Starting at the line with "find military helmet" and going on through the line with "find barbed wire", reproduce each line in the records below exactly and nothing more.

=====

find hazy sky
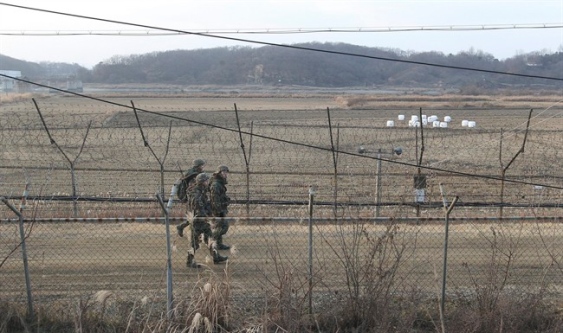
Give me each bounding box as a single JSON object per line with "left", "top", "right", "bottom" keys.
{"left": 1, "top": 0, "right": 562, "bottom": 68}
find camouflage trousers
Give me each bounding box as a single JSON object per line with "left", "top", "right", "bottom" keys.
{"left": 188, "top": 217, "right": 216, "bottom": 252}
{"left": 209, "top": 216, "right": 230, "bottom": 244}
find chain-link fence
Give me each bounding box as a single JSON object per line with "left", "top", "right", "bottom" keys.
{"left": 2, "top": 217, "right": 562, "bottom": 313}
{"left": 1, "top": 97, "right": 562, "bottom": 314}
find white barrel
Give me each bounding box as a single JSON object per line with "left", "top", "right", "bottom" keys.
{"left": 439, "top": 121, "right": 448, "bottom": 128}
{"left": 468, "top": 121, "right": 476, "bottom": 128}
{"left": 461, "top": 120, "right": 469, "bottom": 127}
{"left": 415, "top": 121, "right": 421, "bottom": 127}
{"left": 444, "top": 116, "right": 452, "bottom": 122}
{"left": 422, "top": 114, "right": 427, "bottom": 120}
{"left": 433, "top": 120, "right": 440, "bottom": 127}
{"left": 408, "top": 120, "right": 414, "bottom": 127}
{"left": 428, "top": 115, "right": 438, "bottom": 122}
{"left": 422, "top": 119, "right": 428, "bottom": 126}
{"left": 398, "top": 114, "right": 405, "bottom": 121}
{"left": 386, "top": 120, "right": 395, "bottom": 127}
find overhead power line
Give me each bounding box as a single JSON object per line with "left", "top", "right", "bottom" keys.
{"left": 1, "top": 23, "right": 562, "bottom": 36}
{"left": 1, "top": 2, "right": 563, "bottom": 82}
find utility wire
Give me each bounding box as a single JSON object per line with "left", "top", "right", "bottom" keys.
{"left": 1, "top": 72, "right": 562, "bottom": 191}
{"left": 1, "top": 2, "right": 562, "bottom": 187}
{"left": 1, "top": 2, "right": 563, "bottom": 82}
{"left": 2, "top": 23, "right": 562, "bottom": 36}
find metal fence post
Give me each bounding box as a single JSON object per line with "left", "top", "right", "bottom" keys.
{"left": 156, "top": 184, "right": 176, "bottom": 320}
{"left": 70, "top": 167, "right": 78, "bottom": 217}
{"left": 308, "top": 185, "right": 316, "bottom": 316}
{"left": 358, "top": 146, "right": 402, "bottom": 218}
{"left": 439, "top": 183, "right": 459, "bottom": 319}
{"left": 1, "top": 196, "right": 34, "bottom": 320}
{"left": 375, "top": 148, "right": 382, "bottom": 217}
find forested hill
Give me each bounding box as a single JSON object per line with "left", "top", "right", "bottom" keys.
{"left": 89, "top": 43, "right": 561, "bottom": 89}
{"left": 0, "top": 53, "right": 90, "bottom": 80}
{"left": 3, "top": 42, "right": 562, "bottom": 89}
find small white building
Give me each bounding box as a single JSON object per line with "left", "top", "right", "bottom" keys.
{"left": 0, "top": 70, "right": 22, "bottom": 92}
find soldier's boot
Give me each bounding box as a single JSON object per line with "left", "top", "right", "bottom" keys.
{"left": 186, "top": 253, "right": 200, "bottom": 269}
{"left": 216, "top": 235, "right": 231, "bottom": 250}
{"left": 217, "top": 243, "right": 231, "bottom": 250}
{"left": 177, "top": 221, "right": 192, "bottom": 237}
{"left": 211, "top": 249, "right": 228, "bottom": 264}
{"left": 176, "top": 224, "right": 184, "bottom": 237}
{"left": 217, "top": 241, "right": 231, "bottom": 251}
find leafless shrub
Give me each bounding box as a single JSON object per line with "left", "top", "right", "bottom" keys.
{"left": 72, "top": 291, "right": 123, "bottom": 332}
{"left": 0, "top": 275, "right": 233, "bottom": 332}
{"left": 446, "top": 223, "right": 563, "bottom": 332}
{"left": 171, "top": 264, "right": 234, "bottom": 332}
{"left": 0, "top": 302, "right": 30, "bottom": 333}
{"left": 319, "top": 223, "right": 419, "bottom": 331}
{"left": 256, "top": 238, "right": 314, "bottom": 332}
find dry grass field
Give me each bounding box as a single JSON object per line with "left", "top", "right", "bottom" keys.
{"left": 1, "top": 220, "right": 562, "bottom": 300}
{"left": 1, "top": 89, "right": 562, "bottom": 331}
{"left": 1, "top": 90, "right": 561, "bottom": 218}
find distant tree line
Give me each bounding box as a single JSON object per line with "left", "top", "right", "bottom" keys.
{"left": 2, "top": 42, "right": 562, "bottom": 90}
{"left": 0, "top": 54, "right": 88, "bottom": 81}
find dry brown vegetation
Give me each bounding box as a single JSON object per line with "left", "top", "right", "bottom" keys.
{"left": 1, "top": 220, "right": 562, "bottom": 332}
{"left": 1, "top": 90, "right": 562, "bottom": 332}
{"left": 0, "top": 92, "right": 39, "bottom": 105}
{"left": 1, "top": 92, "right": 561, "bottom": 213}
{"left": 335, "top": 93, "right": 563, "bottom": 109}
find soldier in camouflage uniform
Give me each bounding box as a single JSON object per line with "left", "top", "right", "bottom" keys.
{"left": 176, "top": 158, "right": 206, "bottom": 237}
{"left": 209, "top": 165, "right": 232, "bottom": 250}
{"left": 186, "top": 172, "right": 228, "bottom": 268}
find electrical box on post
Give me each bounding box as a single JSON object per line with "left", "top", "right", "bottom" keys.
{"left": 413, "top": 174, "right": 427, "bottom": 203}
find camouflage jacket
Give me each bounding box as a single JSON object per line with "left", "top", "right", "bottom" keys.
{"left": 189, "top": 183, "right": 211, "bottom": 217}
{"left": 209, "top": 172, "right": 230, "bottom": 216}
{"left": 183, "top": 166, "right": 202, "bottom": 211}
{"left": 177, "top": 167, "right": 200, "bottom": 202}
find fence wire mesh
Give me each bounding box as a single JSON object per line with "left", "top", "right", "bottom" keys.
{"left": 1, "top": 97, "right": 562, "bottom": 311}
{"left": 1, "top": 219, "right": 562, "bottom": 307}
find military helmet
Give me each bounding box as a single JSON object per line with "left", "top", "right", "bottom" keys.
{"left": 195, "top": 172, "right": 209, "bottom": 183}
{"left": 193, "top": 159, "right": 206, "bottom": 168}
{"left": 217, "top": 165, "right": 229, "bottom": 173}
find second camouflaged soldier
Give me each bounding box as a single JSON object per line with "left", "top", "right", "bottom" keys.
{"left": 209, "top": 165, "right": 232, "bottom": 250}
{"left": 177, "top": 158, "right": 206, "bottom": 237}
{"left": 186, "top": 172, "right": 228, "bottom": 268}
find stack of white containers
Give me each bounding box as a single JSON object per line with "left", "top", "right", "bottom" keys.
{"left": 461, "top": 120, "right": 477, "bottom": 128}
{"left": 389, "top": 113, "right": 474, "bottom": 129}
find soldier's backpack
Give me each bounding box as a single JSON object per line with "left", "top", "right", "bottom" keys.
{"left": 176, "top": 173, "right": 198, "bottom": 203}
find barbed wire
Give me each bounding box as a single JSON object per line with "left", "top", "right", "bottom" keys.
{"left": 1, "top": 83, "right": 562, "bottom": 193}
{"left": 427, "top": 102, "right": 563, "bottom": 167}
{"left": 1, "top": 97, "right": 562, "bottom": 221}
{"left": 1, "top": 3, "right": 561, "bottom": 313}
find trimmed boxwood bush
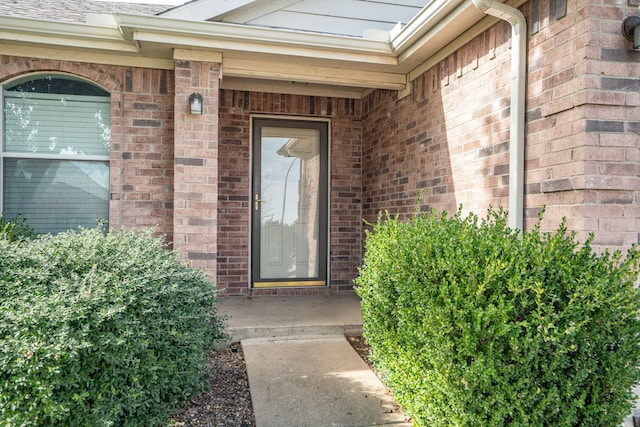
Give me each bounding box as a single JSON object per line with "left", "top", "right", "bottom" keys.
{"left": 355, "top": 208, "right": 640, "bottom": 427}
{"left": 0, "top": 227, "right": 226, "bottom": 426}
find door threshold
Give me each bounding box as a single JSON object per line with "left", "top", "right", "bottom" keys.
{"left": 253, "top": 280, "right": 326, "bottom": 288}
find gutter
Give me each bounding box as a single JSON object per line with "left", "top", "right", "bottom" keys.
{"left": 0, "top": 15, "right": 136, "bottom": 51}
{"left": 391, "top": 0, "right": 467, "bottom": 53}
{"left": 471, "top": 0, "right": 526, "bottom": 231}
{"left": 112, "top": 13, "right": 396, "bottom": 61}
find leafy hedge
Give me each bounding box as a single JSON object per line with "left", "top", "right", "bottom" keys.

=====

→ **RESULT FOR THIS EXERCISE**
find military helmet
Give me each bounding box as a single JSON object per line with "left", "top", "right", "bottom" keys.
{"left": 195, "top": 172, "right": 209, "bottom": 183}
{"left": 193, "top": 159, "right": 206, "bottom": 168}
{"left": 217, "top": 165, "right": 229, "bottom": 173}
find second camouflaged soldier
Give me each bounding box as a single JSON object per line with "left", "top", "right", "bottom" keys.
{"left": 209, "top": 165, "right": 232, "bottom": 250}
{"left": 177, "top": 158, "right": 206, "bottom": 237}
{"left": 186, "top": 172, "right": 228, "bottom": 268}
find stack of white containers
Give me each bounding box as a single JSON object per line with "left", "top", "right", "bottom" keys.
{"left": 461, "top": 120, "right": 477, "bottom": 128}
{"left": 389, "top": 113, "right": 474, "bottom": 129}
find soldier's backpack
Give me each bounding box as a single JSON object per line with "left", "top", "right", "bottom" keys.
{"left": 176, "top": 173, "right": 198, "bottom": 203}
find barbed wire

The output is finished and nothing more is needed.